INSTRUCTION ::
Extract every line from the rows below that contains the string "tail", treating uppercase and lowercase letters as distinct.

[Dataset entries]
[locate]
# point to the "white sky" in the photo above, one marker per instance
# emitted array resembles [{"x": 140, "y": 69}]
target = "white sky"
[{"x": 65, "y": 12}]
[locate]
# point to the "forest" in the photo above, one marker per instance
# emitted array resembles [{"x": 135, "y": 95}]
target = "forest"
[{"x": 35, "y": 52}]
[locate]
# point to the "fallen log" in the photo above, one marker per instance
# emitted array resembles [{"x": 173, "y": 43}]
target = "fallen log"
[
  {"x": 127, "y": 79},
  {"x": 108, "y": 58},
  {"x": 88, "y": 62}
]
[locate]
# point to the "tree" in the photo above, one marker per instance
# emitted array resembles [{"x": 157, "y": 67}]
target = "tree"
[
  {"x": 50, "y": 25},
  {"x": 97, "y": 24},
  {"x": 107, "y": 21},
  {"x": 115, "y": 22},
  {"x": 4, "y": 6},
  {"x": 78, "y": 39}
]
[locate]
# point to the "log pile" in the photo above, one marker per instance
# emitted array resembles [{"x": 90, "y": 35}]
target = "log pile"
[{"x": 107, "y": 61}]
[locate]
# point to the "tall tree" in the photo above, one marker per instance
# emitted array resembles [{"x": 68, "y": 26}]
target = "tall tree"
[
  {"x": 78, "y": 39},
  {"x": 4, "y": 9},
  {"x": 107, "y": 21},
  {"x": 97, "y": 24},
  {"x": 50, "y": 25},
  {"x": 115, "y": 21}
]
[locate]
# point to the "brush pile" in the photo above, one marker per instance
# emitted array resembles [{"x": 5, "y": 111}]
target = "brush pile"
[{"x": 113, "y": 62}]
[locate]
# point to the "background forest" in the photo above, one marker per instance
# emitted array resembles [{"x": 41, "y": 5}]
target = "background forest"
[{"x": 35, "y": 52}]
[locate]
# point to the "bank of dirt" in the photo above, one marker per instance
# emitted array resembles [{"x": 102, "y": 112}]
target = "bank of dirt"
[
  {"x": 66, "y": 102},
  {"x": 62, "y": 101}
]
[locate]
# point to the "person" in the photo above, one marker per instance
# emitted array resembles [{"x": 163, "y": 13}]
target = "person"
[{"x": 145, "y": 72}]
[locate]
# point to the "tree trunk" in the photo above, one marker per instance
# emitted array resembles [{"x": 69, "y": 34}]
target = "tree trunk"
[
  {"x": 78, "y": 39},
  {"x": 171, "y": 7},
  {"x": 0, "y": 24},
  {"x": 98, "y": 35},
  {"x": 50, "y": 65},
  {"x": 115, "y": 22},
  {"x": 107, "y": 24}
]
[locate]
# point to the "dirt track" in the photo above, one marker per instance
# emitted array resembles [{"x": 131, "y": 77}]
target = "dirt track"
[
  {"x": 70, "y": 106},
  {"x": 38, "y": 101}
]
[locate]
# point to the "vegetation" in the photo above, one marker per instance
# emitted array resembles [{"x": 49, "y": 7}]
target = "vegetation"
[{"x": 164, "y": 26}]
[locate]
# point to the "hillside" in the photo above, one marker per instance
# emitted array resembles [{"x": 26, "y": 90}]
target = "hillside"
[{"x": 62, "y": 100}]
...
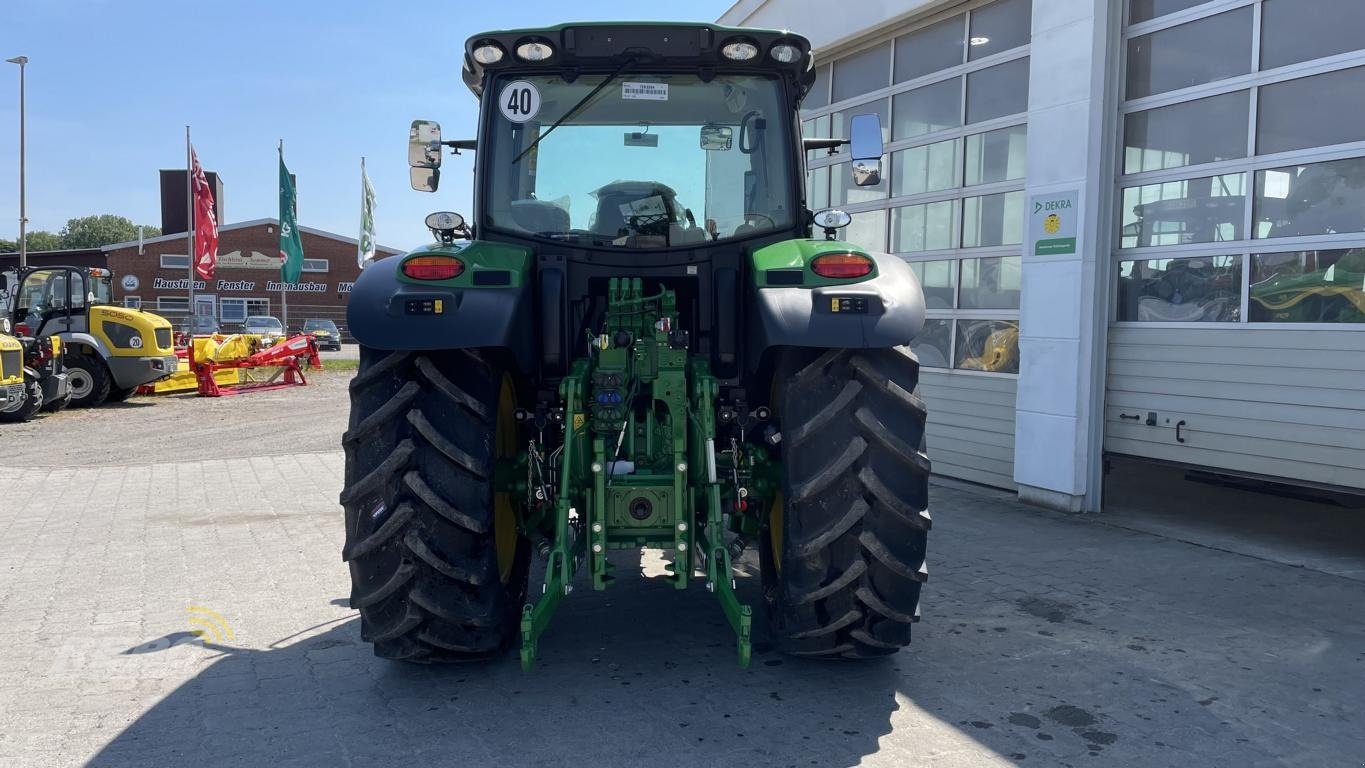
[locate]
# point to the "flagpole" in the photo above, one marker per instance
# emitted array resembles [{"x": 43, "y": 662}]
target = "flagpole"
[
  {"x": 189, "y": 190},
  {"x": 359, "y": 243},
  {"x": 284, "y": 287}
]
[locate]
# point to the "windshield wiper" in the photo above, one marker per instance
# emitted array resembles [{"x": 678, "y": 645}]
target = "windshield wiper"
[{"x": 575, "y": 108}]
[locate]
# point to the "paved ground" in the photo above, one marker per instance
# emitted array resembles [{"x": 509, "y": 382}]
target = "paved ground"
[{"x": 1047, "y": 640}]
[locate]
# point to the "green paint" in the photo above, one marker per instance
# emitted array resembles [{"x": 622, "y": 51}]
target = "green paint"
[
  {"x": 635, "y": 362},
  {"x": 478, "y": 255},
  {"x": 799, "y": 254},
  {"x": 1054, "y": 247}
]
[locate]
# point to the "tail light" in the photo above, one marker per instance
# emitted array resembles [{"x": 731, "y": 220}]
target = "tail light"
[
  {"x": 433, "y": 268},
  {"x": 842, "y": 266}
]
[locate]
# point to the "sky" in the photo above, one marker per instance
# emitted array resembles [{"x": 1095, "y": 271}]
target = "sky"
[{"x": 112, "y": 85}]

SOLUTION TO THE PROBLEM ::
# point to the "tail light" in the photo above, one marker per instance
target = "tail light"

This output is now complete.